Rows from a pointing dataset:
——————————

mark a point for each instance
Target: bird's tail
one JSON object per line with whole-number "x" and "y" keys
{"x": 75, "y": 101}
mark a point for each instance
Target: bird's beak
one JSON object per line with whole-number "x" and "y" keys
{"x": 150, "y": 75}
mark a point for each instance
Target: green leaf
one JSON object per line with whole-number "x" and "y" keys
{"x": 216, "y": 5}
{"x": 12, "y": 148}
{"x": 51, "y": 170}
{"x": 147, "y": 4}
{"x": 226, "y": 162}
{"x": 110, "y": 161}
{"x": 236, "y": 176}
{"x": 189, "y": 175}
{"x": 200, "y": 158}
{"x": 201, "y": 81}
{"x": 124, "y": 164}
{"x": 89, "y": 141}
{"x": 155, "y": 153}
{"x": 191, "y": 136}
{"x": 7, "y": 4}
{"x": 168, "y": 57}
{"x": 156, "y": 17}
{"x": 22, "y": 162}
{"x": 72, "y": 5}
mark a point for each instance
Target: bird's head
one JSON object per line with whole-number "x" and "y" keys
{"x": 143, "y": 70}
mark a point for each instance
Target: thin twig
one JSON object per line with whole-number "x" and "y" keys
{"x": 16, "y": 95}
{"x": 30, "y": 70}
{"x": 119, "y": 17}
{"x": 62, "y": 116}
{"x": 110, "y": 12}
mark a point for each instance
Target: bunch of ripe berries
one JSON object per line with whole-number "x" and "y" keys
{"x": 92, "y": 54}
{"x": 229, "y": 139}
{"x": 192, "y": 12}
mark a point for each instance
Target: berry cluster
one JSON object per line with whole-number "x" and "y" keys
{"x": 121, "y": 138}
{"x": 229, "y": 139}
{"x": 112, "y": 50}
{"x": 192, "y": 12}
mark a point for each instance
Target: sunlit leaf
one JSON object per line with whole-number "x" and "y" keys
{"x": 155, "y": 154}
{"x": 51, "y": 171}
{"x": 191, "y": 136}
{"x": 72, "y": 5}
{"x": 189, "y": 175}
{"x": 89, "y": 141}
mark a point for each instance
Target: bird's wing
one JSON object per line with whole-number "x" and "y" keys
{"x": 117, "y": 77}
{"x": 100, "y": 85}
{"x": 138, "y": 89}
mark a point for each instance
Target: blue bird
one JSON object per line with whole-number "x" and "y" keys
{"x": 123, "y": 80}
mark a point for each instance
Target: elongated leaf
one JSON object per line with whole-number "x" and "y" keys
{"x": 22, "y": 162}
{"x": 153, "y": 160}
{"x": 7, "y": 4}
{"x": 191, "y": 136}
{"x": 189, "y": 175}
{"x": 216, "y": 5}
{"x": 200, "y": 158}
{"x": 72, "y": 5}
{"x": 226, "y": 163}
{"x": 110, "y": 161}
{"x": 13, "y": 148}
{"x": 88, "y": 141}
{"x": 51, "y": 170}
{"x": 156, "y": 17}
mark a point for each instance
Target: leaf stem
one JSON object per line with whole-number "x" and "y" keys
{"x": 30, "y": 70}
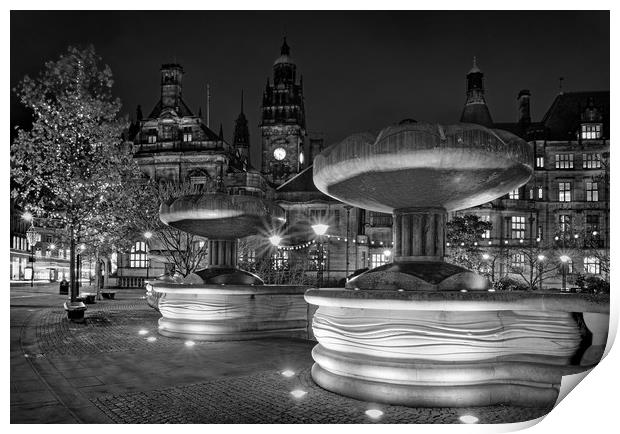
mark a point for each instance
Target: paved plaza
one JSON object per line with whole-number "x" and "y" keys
{"x": 115, "y": 368}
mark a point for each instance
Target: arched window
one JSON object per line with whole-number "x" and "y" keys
{"x": 137, "y": 257}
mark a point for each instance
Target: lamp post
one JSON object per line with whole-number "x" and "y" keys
{"x": 147, "y": 236}
{"x": 31, "y": 235}
{"x": 564, "y": 260}
{"x": 541, "y": 258}
{"x": 320, "y": 230}
{"x": 346, "y": 239}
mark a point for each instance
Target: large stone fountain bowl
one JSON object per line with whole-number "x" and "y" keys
{"x": 221, "y": 216}
{"x": 424, "y": 165}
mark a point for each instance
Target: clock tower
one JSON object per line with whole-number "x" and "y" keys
{"x": 283, "y": 121}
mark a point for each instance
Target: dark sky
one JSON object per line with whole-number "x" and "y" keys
{"x": 362, "y": 70}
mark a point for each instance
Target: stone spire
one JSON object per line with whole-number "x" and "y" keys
{"x": 476, "y": 110}
{"x": 241, "y": 137}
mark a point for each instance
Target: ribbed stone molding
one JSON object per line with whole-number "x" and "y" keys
{"x": 230, "y": 312}
{"x": 452, "y": 349}
{"x": 419, "y": 234}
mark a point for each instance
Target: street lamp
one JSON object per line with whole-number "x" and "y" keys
{"x": 32, "y": 236}
{"x": 541, "y": 258}
{"x": 320, "y": 230}
{"x": 564, "y": 260}
{"x": 147, "y": 236}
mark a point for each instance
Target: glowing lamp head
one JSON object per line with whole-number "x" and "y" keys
{"x": 373, "y": 413}
{"x": 320, "y": 229}
{"x": 275, "y": 240}
{"x": 468, "y": 418}
{"x": 298, "y": 393}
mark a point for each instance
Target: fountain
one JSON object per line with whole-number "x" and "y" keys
{"x": 223, "y": 302}
{"x": 419, "y": 331}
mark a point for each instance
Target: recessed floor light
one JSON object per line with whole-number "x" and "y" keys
{"x": 468, "y": 418}
{"x": 373, "y": 413}
{"x": 298, "y": 393}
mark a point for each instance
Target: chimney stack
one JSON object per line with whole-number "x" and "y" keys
{"x": 523, "y": 106}
{"x": 171, "y": 85}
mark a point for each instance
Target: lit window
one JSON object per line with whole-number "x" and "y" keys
{"x": 518, "y": 227}
{"x": 591, "y": 265}
{"x": 564, "y": 161}
{"x": 514, "y": 194}
{"x": 487, "y": 233}
{"x": 591, "y": 161}
{"x": 565, "y": 222}
{"x": 517, "y": 260}
{"x": 540, "y": 162}
{"x": 591, "y": 191}
{"x": 377, "y": 259}
{"x": 138, "y": 256}
{"x": 591, "y": 131}
{"x": 564, "y": 192}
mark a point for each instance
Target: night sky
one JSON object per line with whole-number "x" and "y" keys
{"x": 362, "y": 70}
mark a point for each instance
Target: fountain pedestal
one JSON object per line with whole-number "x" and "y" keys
{"x": 222, "y": 302}
{"x": 419, "y": 331}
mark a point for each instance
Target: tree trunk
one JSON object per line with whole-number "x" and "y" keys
{"x": 97, "y": 274}
{"x": 74, "y": 293}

——————————

# WHAT THE TASK REQUIRES
Which lines in the listing above contain the word "stone", with case counting? Select and copy each of them.

# RESPONSE FOR THIS EXERCISE
Target: large stone fountain bowl
Target: stone spire
Target: ribbed stone molding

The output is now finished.